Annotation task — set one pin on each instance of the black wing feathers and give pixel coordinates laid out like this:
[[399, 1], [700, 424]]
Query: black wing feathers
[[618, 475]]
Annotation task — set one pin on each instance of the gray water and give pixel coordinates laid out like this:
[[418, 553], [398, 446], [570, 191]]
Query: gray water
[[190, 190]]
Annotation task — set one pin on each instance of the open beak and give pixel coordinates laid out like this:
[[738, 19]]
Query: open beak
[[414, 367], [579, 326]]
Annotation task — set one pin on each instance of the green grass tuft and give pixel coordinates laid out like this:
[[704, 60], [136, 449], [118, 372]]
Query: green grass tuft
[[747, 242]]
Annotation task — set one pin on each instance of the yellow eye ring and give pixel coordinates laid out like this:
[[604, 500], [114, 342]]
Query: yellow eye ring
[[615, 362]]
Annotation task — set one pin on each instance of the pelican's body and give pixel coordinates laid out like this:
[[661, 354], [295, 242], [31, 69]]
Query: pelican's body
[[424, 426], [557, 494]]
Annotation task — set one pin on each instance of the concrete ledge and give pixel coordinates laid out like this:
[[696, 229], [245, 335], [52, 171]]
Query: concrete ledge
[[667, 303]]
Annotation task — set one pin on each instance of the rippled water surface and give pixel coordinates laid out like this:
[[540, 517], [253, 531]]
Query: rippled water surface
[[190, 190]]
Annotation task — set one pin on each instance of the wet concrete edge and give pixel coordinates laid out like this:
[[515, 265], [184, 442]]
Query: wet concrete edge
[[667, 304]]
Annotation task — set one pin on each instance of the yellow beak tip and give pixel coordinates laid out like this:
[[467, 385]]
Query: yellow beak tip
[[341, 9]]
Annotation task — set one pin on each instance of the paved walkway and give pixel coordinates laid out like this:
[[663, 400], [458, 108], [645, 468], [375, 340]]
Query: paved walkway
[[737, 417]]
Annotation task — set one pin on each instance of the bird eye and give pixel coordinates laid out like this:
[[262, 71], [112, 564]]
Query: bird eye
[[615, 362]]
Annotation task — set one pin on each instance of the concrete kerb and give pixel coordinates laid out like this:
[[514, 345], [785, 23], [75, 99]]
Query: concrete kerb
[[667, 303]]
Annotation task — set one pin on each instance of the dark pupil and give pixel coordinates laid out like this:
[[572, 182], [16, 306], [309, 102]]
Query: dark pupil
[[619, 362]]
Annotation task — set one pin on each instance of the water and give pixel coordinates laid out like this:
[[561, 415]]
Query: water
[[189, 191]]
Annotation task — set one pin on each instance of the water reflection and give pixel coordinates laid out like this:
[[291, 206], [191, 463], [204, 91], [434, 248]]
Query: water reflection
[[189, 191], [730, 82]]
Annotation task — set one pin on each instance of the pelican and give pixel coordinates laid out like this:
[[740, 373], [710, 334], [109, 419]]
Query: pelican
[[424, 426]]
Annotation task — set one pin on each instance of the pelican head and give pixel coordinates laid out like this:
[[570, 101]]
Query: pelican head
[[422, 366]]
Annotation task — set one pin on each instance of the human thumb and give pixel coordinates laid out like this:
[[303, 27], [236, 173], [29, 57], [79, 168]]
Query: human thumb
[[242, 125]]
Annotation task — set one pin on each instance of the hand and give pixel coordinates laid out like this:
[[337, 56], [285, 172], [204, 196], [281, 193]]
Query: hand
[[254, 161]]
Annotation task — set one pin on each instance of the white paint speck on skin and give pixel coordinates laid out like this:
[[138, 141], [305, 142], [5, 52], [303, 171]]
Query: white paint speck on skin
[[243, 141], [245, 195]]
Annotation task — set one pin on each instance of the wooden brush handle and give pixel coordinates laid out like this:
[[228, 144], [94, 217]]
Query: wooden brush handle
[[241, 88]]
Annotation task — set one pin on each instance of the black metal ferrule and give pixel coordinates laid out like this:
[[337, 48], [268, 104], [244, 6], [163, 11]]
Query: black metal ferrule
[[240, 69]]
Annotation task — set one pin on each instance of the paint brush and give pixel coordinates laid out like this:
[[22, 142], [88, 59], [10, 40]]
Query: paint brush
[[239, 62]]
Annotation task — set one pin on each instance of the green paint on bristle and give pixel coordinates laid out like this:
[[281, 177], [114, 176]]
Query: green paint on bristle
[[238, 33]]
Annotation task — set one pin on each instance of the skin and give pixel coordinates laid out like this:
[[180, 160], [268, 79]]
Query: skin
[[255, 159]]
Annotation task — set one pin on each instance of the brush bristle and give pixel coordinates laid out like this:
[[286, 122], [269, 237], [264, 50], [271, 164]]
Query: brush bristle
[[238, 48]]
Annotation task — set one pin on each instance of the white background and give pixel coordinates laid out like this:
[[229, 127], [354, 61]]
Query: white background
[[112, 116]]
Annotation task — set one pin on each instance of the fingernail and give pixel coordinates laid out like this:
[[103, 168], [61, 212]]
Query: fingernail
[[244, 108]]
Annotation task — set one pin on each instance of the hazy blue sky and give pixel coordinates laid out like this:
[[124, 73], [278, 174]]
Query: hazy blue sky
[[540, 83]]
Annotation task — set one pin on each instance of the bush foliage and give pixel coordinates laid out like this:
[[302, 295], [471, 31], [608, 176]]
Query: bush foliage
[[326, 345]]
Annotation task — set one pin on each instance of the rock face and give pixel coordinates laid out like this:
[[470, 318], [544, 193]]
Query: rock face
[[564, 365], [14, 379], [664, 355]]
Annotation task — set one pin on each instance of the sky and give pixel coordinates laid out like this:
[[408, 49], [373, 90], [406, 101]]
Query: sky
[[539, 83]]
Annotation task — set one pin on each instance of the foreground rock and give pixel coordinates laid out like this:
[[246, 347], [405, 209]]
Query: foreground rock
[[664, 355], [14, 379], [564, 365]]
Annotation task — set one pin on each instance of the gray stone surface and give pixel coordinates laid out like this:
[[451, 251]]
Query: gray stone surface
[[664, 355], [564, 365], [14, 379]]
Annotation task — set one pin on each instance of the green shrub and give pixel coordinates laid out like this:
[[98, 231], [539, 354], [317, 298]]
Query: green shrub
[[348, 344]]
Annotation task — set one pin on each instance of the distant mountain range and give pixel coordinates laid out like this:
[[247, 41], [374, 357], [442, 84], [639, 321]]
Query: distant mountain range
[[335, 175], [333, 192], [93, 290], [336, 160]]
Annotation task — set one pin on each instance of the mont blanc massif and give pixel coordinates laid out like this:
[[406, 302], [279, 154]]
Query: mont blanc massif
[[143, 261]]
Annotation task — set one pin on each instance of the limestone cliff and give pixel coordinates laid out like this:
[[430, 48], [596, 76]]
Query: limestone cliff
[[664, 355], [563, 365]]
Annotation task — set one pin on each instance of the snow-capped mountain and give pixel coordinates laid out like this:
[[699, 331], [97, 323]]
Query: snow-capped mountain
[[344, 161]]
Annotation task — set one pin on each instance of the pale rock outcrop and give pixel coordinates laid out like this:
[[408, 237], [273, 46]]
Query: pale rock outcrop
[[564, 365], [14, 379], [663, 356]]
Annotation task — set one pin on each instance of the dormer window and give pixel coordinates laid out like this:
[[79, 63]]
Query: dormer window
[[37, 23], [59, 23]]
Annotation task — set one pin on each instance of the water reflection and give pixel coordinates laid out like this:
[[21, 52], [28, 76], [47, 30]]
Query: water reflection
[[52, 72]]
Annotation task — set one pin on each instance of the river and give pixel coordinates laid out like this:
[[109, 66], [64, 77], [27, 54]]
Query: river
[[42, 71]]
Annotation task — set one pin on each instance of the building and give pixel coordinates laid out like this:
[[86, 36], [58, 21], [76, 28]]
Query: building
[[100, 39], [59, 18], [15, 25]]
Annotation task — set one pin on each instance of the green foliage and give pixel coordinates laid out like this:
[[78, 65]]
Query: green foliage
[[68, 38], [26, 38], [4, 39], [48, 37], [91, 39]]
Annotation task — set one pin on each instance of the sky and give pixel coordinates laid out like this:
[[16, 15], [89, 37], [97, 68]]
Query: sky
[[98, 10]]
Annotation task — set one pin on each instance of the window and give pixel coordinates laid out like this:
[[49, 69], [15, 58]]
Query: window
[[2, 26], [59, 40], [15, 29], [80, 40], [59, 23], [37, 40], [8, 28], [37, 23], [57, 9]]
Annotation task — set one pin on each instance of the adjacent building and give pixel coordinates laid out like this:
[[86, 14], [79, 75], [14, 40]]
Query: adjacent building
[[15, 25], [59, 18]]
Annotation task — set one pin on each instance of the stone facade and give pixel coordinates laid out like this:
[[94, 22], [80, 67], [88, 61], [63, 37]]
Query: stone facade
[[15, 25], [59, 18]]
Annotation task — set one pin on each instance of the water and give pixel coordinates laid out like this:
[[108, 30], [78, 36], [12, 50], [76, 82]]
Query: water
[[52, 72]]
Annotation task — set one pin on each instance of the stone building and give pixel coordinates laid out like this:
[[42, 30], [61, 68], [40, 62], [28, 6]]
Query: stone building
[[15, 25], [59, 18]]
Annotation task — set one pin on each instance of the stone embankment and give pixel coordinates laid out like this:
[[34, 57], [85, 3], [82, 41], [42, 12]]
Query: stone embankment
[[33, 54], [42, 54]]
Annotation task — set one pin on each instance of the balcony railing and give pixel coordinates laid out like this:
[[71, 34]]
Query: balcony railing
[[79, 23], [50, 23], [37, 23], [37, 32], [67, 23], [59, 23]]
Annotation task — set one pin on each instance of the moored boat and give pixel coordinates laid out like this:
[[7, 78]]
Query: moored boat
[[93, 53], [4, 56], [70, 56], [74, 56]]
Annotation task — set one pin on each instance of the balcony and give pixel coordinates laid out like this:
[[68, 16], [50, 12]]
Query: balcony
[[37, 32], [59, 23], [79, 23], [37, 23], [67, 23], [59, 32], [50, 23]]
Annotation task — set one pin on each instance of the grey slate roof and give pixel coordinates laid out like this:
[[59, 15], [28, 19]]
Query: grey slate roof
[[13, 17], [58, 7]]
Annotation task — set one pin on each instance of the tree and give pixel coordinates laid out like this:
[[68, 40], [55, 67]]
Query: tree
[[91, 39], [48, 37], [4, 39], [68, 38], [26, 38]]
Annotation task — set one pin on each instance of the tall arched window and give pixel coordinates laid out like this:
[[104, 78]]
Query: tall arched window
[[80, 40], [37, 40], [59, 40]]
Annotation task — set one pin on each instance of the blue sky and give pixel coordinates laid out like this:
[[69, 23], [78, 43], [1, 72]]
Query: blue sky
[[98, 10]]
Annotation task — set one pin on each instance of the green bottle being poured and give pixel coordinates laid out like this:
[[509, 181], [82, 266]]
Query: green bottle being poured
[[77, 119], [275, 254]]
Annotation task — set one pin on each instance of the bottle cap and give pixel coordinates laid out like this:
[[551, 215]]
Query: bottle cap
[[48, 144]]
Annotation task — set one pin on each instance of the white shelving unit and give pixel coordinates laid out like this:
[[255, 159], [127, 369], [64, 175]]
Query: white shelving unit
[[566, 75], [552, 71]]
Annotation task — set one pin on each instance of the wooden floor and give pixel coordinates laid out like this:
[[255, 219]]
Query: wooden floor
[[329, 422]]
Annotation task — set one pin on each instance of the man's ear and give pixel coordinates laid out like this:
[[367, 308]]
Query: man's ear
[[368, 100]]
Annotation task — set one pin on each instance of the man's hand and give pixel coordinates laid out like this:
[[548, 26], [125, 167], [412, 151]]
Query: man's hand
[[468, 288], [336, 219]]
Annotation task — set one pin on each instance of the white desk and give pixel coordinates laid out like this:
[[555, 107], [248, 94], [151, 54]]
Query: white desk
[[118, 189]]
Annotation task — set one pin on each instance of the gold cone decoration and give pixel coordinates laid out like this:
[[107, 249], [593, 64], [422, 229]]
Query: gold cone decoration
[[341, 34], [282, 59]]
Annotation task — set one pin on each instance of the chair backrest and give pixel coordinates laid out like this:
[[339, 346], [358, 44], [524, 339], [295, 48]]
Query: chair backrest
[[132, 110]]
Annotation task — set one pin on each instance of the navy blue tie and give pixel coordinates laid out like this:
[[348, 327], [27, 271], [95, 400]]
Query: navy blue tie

####

* WRITTEN EXERCISE
Reproduce, character for character, the items from the line with "the gray stone" up to and including the line with "[[348, 344]]".

* OUTPUT
Annotation task — set one pin on each instance of the gray stone surface and give pixel coordinates laid out like this:
[[451, 251]]
Query: gray stone surface
[[664, 355], [564, 365], [14, 379]]
Annotation task — set one pin on each instance of the green shrub and give pixel coordinates laid out like this:
[[98, 231], [539, 354], [317, 298]]
Query: green shrub
[[348, 344]]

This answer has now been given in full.